• [Uit te voeren opdracht]:
Vertaal de zin "Zij konden geen brieven schrijven naar kranten." uit de getoonde tekst in het Engels.

• [Getoonde tekst]:
• • •

Hieronder het antwoord van Van Ranst:
“Mijn ouders waren kleutertjes tijdens de tweede wereldoorlog. Mijn grootouders waren allen heel gewone doodbrave mensen die op het platteland woonden in Klein-Brabant, en daar geen enkel contact hadden met Joodse medeburgers. Zij probeerden, net als zovelen, de oorlog te overleven. Mijn grootvader was oud-strijder tegen Duitsland. Mijn grootouders hadden niet de gelegenheid gehad om te studeren en zijn gaan werken na de lagere school. Zij konden geen brieven schrijven naar kranten. Zij hebben in gans hun leven geen vlieg kwaad gedaan, en zij hebben hun kinderen en kleinkinderen opgevoed in een open en verdraagzame atmosfeer, en ons geleerd dat ieder mens evenveel waard is.”
“De vraag is waarom u zo nodig moet weten wat mijn grootouders deden meer dan 70 jaar geleden ? Ik zie niet in hoe dat in Gods naam relevant kan zijn in verband met de opiniestukken die ik in 2014 schrijf, en waarin ik de wandaden van de Israëlische troepen in Gaza, die de Verenigde Naties nu ook als mogelijke oorlogsmisdaden wil onderzoeken, van de Israëlische regering onder de aandacht breng. Ik vind uw vraag naar wat mijn overleden grootouders 70 jaar geleden zouden gedaan hebben om de moord op 6 miljoen Joden te verhinderen eigenlijk volledig schaamteloos.”
“Mogen volgens u enkel afstammelingen van diegenen die op uw lijst van de ‘Rechtvaardigen onder de Volkeren’ staan, kritische bemerkingen maken over de Israëlische regering in 2014 ? Ik denk het niet, en ik denk dat u dat ook wel uiterst goed beseft. U schiet nu welbewust op de boodschapper, U trekt de holocaust-kaart en de antisemitisme-kaart, en denkt op die manieren de aandacht te kunnen afleiden van de kern van het probleem, en dat zijn de huidige schendingen van het internationaal recht en de mensenrechten door Israël in Gaza. Wanneer meer dan 80% van de Palestijnse slachtoffers onschuldige burgers zijn, wanneer men ambulances en ziekenhuizen beschiet, wanneer slapende kindjes in een schooltje worden vermoord door Israëlische raketten, dan zijn dit zulke enorm flagrante schendingen van het oorlogsrecht, dat de aandacht afleiden deze keer niet mogelijk zal zijn. Het oordeel van de wereld zal terecht hard zijn voor de Israëlische leiders.”

• • •

• [Verstrekte gegevens]:
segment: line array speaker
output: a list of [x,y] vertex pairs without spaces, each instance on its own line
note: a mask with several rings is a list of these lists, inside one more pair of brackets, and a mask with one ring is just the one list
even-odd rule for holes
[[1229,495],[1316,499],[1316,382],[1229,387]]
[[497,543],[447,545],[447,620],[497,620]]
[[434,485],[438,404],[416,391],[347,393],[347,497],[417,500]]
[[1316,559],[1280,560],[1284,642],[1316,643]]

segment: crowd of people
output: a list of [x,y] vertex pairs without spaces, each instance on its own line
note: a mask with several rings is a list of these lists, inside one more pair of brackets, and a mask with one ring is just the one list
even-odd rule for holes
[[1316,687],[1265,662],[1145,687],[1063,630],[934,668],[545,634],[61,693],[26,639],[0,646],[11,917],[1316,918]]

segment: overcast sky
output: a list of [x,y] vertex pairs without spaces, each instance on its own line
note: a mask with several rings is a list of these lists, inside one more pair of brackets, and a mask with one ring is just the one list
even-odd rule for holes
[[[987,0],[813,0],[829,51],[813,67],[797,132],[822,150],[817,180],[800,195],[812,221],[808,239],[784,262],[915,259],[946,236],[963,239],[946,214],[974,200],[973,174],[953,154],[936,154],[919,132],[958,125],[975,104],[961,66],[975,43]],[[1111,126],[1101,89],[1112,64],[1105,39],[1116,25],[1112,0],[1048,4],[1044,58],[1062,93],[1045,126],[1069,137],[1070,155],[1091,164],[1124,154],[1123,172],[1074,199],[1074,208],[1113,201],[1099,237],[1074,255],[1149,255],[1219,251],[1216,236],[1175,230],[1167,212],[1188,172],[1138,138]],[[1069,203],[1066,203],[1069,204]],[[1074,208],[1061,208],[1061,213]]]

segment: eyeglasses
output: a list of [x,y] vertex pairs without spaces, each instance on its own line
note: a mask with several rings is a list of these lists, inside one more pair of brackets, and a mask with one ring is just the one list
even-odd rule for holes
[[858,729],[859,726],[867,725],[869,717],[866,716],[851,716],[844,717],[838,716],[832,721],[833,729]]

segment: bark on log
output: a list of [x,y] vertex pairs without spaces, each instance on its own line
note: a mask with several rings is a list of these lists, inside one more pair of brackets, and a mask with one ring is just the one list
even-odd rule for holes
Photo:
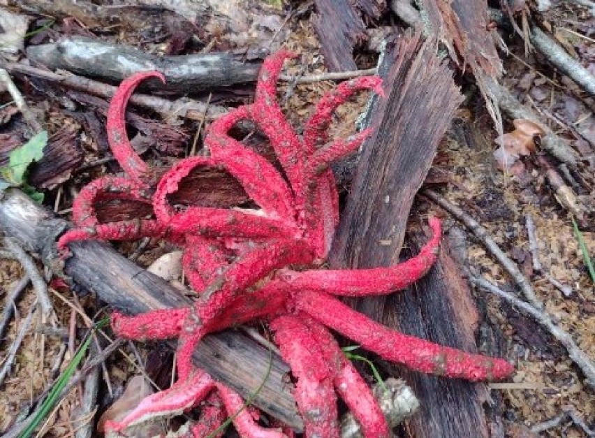
[[[1,195],[0,230],[39,254],[54,271],[61,268],[57,263],[56,238],[67,226],[66,221],[53,218],[17,189],[9,189]],[[73,256],[66,261],[64,272],[116,309],[135,314],[190,302],[178,289],[108,244],[86,241],[71,248]],[[193,362],[247,398],[262,384],[270,364],[269,377],[254,404],[295,430],[303,430],[291,385],[284,379],[288,367],[251,340],[230,331],[207,336],[195,351]]]
[[[333,246],[330,260],[334,268],[368,268],[398,261],[413,197],[461,102],[452,72],[440,64],[436,51],[434,41],[420,44],[417,36],[402,41],[388,53],[386,64],[394,63],[385,78],[385,89],[390,94],[370,111],[369,124],[383,129],[376,129],[364,146]],[[406,333],[473,351],[469,320],[475,319],[475,314],[468,291],[444,279],[445,270],[451,272],[455,268],[444,261],[443,253],[423,281],[423,293],[406,291],[367,298],[353,305]],[[460,305],[462,301],[468,305]],[[408,423],[406,436],[486,435],[481,389],[460,380],[403,374],[422,406]]]
[[366,26],[348,0],[316,0],[318,12],[312,24],[321,41],[321,52],[330,71],[351,71],[353,47],[366,38]]
[[165,56],[145,53],[133,47],[110,44],[98,38],[71,36],[27,50],[27,57],[50,68],[119,82],[138,71],[157,70],[164,85],[149,80],[144,89],[187,94],[256,80],[260,62],[241,62],[228,53]]

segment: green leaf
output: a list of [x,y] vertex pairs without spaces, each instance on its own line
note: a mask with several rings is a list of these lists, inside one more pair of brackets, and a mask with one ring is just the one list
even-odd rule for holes
[[47,144],[47,132],[42,131],[20,147],[10,152],[8,165],[0,168],[0,176],[8,183],[20,186],[25,182],[27,168],[43,156],[43,148]]
[[[0,188],[1,189],[1,188]],[[43,202],[43,199],[45,197],[45,195],[41,191],[37,191],[35,189],[35,187],[33,187],[28,184],[25,184],[22,187],[23,191],[31,199],[33,199],[38,204],[41,204]]]

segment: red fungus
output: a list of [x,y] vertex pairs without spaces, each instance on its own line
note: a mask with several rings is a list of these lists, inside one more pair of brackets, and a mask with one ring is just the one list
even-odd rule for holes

• • •

• [Antwoord op opdracht]:
They could not write letters to newspapers.